* DESCRIPTION OF THE TASK *
Which lines in the items below contain the word "construction"? Pick out each one and copy it.
BEGIN
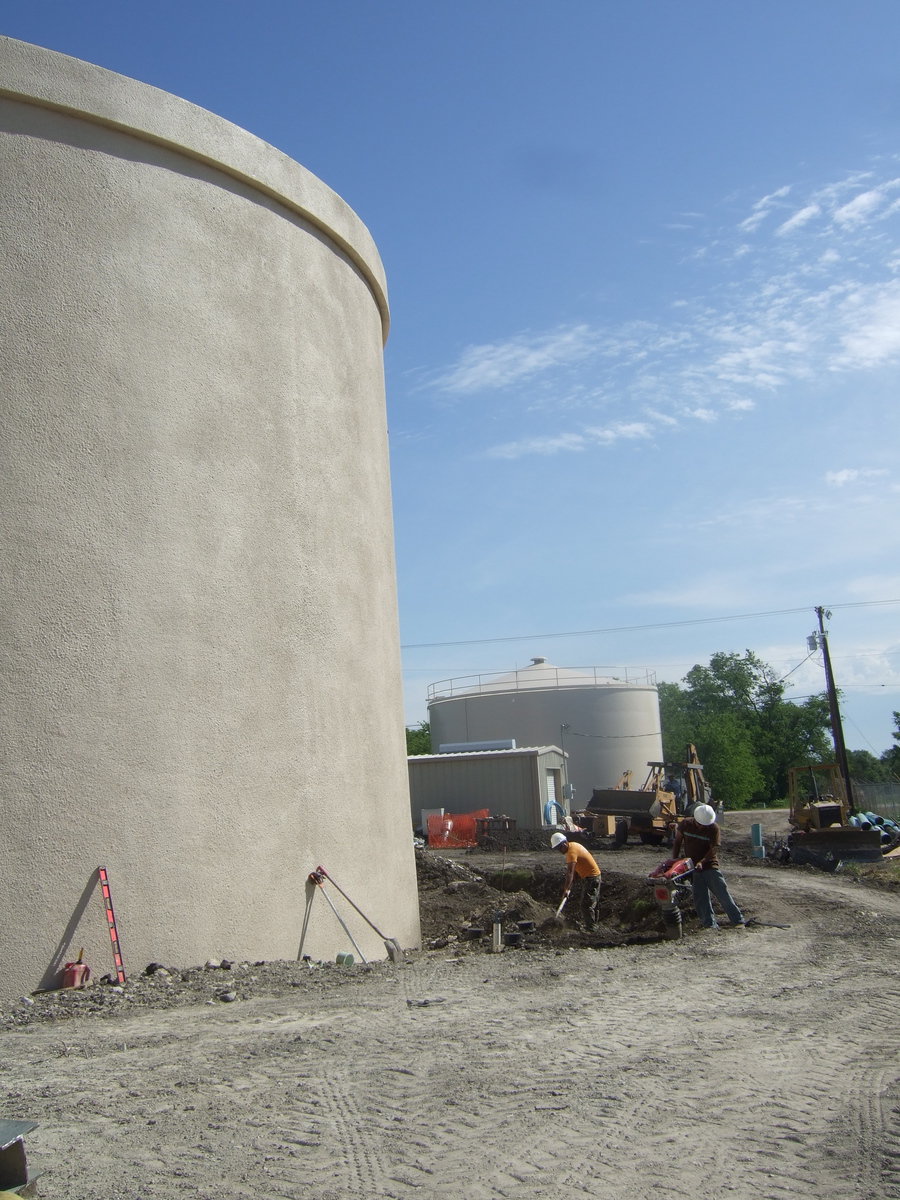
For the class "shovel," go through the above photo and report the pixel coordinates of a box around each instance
[316,866,403,962]
[310,871,368,962]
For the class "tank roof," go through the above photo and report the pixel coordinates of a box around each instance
[428,658,656,703]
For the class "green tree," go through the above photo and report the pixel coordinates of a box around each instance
[881,712,900,779]
[660,650,833,808]
[847,750,890,784]
[407,721,431,755]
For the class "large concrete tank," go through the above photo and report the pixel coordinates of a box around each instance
[0,38,419,996]
[428,658,662,809]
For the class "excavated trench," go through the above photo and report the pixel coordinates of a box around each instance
[416,848,696,949]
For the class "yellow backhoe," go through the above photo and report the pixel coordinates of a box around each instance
[787,762,882,869]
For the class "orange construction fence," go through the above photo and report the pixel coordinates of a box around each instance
[428,809,491,848]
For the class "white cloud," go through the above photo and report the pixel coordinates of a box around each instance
[833,283,900,367]
[586,421,653,445]
[775,204,822,238]
[740,184,791,233]
[430,325,595,392]
[826,467,887,487]
[834,188,884,226]
[416,157,900,456]
[485,433,587,458]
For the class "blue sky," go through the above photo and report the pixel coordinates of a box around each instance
[7,7,900,754]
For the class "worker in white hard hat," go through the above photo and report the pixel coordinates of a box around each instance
[550,833,601,929]
[672,804,746,929]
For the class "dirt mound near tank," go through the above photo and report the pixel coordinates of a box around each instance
[415,848,664,949]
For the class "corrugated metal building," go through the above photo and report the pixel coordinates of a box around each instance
[407,746,565,829]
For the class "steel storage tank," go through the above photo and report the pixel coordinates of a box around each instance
[428,658,662,810]
[0,38,419,997]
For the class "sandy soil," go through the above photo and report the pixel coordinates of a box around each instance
[0,815,900,1200]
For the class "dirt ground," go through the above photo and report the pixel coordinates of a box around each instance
[0,812,900,1200]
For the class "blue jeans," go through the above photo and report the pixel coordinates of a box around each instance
[694,866,744,929]
[581,875,600,929]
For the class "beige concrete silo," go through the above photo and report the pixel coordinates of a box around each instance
[0,38,419,996]
[428,658,662,811]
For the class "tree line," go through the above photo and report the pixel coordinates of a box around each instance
[659,650,900,808]
[407,650,900,808]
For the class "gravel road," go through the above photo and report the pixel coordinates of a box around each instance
[0,816,900,1200]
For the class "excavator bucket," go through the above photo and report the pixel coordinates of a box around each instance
[788,826,882,871]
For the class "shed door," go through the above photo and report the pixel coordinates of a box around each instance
[547,767,557,804]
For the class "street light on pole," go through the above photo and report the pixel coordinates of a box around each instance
[806,607,856,812]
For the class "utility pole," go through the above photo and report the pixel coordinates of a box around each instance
[812,607,857,812]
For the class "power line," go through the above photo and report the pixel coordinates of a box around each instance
[401,600,900,650]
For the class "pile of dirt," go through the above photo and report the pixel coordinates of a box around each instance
[415,848,681,949]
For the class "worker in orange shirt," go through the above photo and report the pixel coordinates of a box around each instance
[550,833,601,929]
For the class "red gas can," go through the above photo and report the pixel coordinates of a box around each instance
[62,960,91,988]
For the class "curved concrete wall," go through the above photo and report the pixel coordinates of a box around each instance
[0,38,419,996]
[428,686,662,809]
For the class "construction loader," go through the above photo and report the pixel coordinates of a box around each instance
[575,743,712,846]
[787,762,882,870]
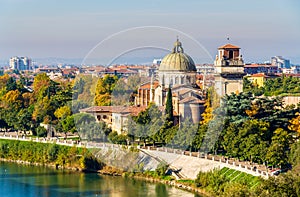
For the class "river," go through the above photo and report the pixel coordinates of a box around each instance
[0,162,200,197]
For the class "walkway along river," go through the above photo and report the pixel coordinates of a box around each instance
[0,133,269,179]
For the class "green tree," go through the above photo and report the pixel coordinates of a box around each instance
[266,128,293,167]
[165,87,174,123]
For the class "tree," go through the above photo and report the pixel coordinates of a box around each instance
[172,118,198,151]
[266,128,292,167]
[6,77,17,91]
[165,87,174,124]
[54,105,72,119]
[289,112,300,136]
[33,73,51,100]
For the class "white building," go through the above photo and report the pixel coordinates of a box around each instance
[271,56,291,69]
[9,56,32,70]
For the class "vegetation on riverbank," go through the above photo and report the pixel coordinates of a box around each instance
[0,139,104,171]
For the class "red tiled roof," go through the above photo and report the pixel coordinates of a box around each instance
[139,81,159,89]
[179,96,205,104]
[251,73,269,78]
[244,64,277,68]
[218,44,240,49]
[80,106,146,116]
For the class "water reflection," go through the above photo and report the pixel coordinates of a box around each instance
[0,162,202,197]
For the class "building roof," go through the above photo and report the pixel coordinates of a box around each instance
[218,43,240,49]
[139,81,159,89]
[179,96,205,104]
[159,39,197,72]
[250,73,269,78]
[244,64,277,68]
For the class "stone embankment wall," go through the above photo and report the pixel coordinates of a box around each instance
[0,134,269,179]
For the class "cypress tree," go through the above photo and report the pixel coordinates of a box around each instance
[165,87,174,123]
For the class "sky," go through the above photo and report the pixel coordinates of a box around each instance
[0,0,300,63]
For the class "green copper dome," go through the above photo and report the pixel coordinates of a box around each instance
[159,39,196,72]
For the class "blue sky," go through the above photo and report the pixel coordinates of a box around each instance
[0,0,300,63]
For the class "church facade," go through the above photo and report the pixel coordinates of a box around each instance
[135,40,205,123]
[81,39,245,134]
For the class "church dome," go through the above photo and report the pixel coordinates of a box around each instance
[159,39,196,72]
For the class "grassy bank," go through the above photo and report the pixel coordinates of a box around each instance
[0,139,104,171]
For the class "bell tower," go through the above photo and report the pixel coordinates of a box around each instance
[214,44,245,96]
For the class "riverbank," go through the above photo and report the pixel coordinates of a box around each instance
[0,139,207,196]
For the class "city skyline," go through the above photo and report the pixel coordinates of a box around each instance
END
* FULL OUTPUT *
For the class "orange construction fence," go through the above photo and report the pixel coordinates of a box around each instance
For the class "construction loader," go through the above photo and report the pixel coordinates of a box around each instance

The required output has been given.